3. Wi-Fi Networks Specific Test Cases
Given the prevalence of Internet access links over Wi-Fi, it is
important to evaluate candidate RTP-based congestion control
solutions over test cases that include Wi-Fi access links. Such
evaluations should highlight the inherently different characteristics
of Wi-Fi networks in contrast to their wired counterparts:
* The wireless radio channel is subject to interference from nearby
transmitters, multipath fading, and shadowing. These effects lead
to fluctuations in the link throughput and sometimes an error-
prone communication environment.
* Available network bandwidth is not only shared over the air
between concurrent users but also between uplink and downlink
traffic due to the half-duplex nature of the wireless transmission
medium.
* Packet transmissions over Wi-Fi are susceptible to contentions and
collisions over the air. Consequently, traffic load beyond a
certain utilization level over a Wi-Fi network can introduce
frequent collisions over the air and significant network overhead,
as well as packet drops due to buffer overflow at the
transmitters. This, in turn, leads to excessive delay,
retransmissions, packet losses, and lower effective bandwidth for
applications. Note further that the collision-induced delay and
loss patterns are qualitatively different from those caused by
congestion over a wired connection.
* The IEEE 802.11 standard (i.e., Wi-Fi) supports multi-rate
transmission capabilities by dynamically choosing the most
appropriate modulation and coding scheme (MCS) for the given
received signal strength. A different choice in the MCS Index
leads to different physical-layer (PHY-layer) link rates and
consequently different application-layer throughput.

= = =

EXERCISE OBJECTIVE: Condense the paragraph of the Wi-Fi test case section that begins "Packet transmissions over Wi-Fi" into a short bulleted list that keeps its main facts. The listing that comes next has no connection to the Wi-Fi test case section.

DATA LINES:
= = =

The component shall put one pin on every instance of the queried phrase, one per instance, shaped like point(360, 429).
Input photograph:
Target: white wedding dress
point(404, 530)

= = =

OUTPUT BELOW:
- Wi-Fi packet transmissions are prone to contention and collisions over the air.
- Traffic load above a certain utilization level can cause frequent collisions, significant network overhead, and packet drops from buffer overflow at transmitters.
- The result is excessive delay, retransmissions, packet losses, and lower effective bandwidth for applications.
- Delay and loss patterns caused by collisions differ qualitatively from those caused by congestion on a wired connection.